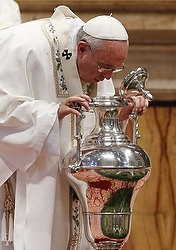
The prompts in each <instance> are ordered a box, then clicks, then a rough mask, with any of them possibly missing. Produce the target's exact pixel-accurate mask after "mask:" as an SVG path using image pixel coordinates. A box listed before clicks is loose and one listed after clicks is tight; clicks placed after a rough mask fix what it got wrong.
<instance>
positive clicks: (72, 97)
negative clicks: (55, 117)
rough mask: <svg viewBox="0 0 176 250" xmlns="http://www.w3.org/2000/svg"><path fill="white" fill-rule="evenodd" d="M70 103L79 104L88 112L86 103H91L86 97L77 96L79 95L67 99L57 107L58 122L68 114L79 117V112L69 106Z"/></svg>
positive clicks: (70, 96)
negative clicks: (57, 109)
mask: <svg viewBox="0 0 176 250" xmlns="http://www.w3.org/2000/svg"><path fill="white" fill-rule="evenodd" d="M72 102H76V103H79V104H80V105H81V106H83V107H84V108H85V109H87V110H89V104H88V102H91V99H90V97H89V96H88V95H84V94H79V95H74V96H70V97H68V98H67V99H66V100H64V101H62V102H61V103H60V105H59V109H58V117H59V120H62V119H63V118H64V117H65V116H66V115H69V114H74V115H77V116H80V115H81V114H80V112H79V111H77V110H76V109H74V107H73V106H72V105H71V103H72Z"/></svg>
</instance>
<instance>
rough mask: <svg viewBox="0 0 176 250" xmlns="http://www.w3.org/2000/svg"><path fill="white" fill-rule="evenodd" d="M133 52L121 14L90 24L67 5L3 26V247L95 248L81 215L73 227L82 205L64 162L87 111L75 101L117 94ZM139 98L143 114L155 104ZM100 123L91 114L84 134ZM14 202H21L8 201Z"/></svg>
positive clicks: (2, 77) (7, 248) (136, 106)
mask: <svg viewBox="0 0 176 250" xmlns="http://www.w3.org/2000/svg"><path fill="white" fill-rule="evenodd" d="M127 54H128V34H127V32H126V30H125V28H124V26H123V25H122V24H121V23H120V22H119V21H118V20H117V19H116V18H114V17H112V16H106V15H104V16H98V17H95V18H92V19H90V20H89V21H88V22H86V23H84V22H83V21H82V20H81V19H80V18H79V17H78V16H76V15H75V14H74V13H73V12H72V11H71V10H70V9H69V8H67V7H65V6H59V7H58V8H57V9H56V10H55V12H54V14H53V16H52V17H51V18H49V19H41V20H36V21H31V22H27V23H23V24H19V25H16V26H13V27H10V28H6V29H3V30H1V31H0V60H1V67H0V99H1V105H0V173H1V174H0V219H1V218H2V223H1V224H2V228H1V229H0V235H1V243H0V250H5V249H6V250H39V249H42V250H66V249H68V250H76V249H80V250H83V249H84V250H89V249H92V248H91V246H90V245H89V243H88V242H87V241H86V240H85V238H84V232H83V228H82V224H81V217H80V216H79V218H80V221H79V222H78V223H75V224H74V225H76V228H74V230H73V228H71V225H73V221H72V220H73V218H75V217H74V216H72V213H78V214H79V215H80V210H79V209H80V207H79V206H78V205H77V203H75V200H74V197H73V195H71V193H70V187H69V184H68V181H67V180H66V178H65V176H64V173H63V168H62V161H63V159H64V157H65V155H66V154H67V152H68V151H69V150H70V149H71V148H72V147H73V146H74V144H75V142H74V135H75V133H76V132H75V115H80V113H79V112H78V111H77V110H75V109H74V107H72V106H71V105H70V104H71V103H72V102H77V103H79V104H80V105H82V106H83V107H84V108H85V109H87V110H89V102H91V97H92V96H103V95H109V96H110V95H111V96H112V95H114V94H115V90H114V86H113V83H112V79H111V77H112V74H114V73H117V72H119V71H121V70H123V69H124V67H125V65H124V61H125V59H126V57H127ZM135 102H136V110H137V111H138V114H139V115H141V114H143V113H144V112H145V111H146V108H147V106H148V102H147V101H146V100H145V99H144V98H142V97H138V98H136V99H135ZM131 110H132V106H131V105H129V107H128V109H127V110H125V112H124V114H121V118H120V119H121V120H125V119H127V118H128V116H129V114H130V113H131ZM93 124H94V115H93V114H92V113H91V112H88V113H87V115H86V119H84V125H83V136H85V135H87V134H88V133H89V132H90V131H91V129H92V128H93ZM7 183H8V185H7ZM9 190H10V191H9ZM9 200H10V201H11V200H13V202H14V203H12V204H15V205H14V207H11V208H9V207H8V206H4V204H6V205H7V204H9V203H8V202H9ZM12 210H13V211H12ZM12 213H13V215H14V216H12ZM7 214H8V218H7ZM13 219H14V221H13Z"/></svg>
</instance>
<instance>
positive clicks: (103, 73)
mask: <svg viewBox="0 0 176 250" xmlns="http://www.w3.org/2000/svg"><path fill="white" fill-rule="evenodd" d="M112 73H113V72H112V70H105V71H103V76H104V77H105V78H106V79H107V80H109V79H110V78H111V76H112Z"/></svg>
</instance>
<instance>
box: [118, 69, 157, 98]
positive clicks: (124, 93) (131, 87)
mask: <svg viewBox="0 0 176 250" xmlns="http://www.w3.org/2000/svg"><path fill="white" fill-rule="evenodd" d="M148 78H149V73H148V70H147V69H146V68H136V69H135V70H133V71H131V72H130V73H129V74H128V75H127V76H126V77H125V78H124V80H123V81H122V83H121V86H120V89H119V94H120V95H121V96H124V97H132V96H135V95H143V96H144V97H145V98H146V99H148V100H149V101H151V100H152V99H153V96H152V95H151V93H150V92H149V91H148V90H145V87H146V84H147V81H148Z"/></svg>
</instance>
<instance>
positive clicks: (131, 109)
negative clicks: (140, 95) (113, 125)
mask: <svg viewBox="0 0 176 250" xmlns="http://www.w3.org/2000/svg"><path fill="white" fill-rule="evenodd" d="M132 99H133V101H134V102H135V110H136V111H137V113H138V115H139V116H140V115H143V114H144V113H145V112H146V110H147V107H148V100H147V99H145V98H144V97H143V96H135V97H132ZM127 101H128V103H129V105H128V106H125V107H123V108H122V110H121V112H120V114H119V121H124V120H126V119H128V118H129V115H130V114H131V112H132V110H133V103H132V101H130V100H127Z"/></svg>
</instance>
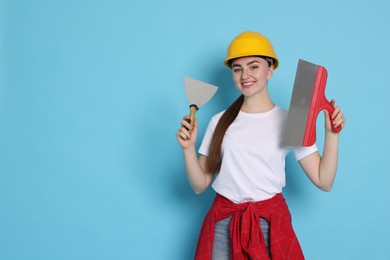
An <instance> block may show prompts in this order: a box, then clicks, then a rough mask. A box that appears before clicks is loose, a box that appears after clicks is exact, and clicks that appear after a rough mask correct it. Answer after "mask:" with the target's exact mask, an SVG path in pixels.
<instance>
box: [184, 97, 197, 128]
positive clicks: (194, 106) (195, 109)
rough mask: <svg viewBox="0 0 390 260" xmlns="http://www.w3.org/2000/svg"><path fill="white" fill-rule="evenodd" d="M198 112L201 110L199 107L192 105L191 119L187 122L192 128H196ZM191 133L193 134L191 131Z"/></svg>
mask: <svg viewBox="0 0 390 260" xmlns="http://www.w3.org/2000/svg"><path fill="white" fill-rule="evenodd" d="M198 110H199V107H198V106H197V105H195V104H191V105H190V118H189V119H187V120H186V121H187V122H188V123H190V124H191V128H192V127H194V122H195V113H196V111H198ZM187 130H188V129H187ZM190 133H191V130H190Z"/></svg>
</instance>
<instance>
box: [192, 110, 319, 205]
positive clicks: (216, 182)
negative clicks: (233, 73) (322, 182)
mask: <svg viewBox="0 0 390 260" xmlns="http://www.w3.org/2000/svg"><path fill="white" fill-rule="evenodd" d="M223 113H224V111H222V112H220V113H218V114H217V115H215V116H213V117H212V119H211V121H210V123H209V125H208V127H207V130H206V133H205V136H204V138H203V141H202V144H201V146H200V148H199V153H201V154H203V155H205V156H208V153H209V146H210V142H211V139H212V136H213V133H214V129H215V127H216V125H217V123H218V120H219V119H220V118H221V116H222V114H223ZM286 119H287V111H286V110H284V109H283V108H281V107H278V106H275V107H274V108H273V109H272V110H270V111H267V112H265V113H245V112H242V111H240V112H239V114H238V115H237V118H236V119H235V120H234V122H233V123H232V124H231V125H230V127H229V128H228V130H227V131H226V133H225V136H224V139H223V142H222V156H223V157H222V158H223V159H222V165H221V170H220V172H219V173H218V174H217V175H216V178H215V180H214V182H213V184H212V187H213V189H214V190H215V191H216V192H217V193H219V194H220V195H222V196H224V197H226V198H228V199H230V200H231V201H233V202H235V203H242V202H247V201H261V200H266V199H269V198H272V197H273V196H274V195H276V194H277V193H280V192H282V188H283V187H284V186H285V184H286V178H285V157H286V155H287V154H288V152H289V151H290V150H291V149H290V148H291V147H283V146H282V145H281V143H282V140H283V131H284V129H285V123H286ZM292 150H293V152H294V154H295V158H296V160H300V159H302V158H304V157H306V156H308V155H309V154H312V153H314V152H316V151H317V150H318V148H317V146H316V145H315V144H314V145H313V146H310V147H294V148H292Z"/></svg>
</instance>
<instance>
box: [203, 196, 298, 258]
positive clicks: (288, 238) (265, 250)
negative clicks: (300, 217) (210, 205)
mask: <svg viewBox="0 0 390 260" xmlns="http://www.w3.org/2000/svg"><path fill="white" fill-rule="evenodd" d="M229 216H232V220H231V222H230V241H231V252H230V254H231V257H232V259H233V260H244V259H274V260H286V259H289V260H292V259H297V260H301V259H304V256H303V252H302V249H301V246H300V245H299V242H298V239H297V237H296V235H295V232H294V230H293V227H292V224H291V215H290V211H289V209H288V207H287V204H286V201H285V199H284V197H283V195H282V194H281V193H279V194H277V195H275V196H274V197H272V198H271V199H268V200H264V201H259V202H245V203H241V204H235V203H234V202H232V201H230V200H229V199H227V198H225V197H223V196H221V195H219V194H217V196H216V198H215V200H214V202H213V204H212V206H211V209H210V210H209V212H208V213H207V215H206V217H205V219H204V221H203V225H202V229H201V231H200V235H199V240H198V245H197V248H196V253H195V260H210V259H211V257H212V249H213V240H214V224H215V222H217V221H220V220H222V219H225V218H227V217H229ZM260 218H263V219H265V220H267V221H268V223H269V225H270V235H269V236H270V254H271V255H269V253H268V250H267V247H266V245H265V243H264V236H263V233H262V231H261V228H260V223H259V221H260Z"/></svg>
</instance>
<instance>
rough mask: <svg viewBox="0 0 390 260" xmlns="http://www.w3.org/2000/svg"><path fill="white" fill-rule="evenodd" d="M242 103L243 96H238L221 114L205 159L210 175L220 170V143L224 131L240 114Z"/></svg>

· · · ·

Task to carry out: Begin at the first line of the material and copy each line exactly through the one containing "52L121 14L90 24L67". Omit pictures.

Response box:
The prompts in each <instance> are ordered a box, then clicks, then a rough mask, with any of them possibly missing. Produce the target's exact pixel-accurate mask after "mask:" as an SVG path using image pixel coordinates. A box listed before clicks is loose and one listed after clicks is tight; clicks placed after a rough mask fix what it got wrong.
<instance>
positive clicks: (72, 97)
negative clicks: (55, 117)
rough mask: <svg viewBox="0 0 176 250" xmlns="http://www.w3.org/2000/svg"><path fill="white" fill-rule="evenodd" d="M70 103L79 104L88 112L86 103H91L86 97L77 96L79 95L67 99L57 107L58 122L68 114L79 117V112L69 106Z"/></svg>
positive clicks: (70, 96)
negative clicks: (57, 109)
mask: <svg viewBox="0 0 176 250" xmlns="http://www.w3.org/2000/svg"><path fill="white" fill-rule="evenodd" d="M72 102H76V103H79V104H80V105H81V106H83V107H84V108H85V109H87V110H89V104H88V102H91V99H90V97H89V96H88V95H84V94H79V95H74V96H70V97H68V98H67V99H66V100H64V101H62V102H61V103H60V105H59V109H58V117H59V120H62V119H63V118H64V117H65V116H66V115H69V114H74V115H77V116H80V115H81V114H80V112H79V111H77V110H76V109H74V107H73V106H72V105H71V103H72Z"/></svg>
</instance>
<instance>
rough mask: <svg viewBox="0 0 176 250" xmlns="http://www.w3.org/2000/svg"><path fill="white" fill-rule="evenodd" d="M133 52L121 14L90 24L67 5L3 26V247L95 248L81 215L73 227L82 205L64 162L87 111L75 101L117 94ZM139 98L143 114L155 104ZM100 123L91 114L84 134ZM14 202H21L8 201Z"/></svg>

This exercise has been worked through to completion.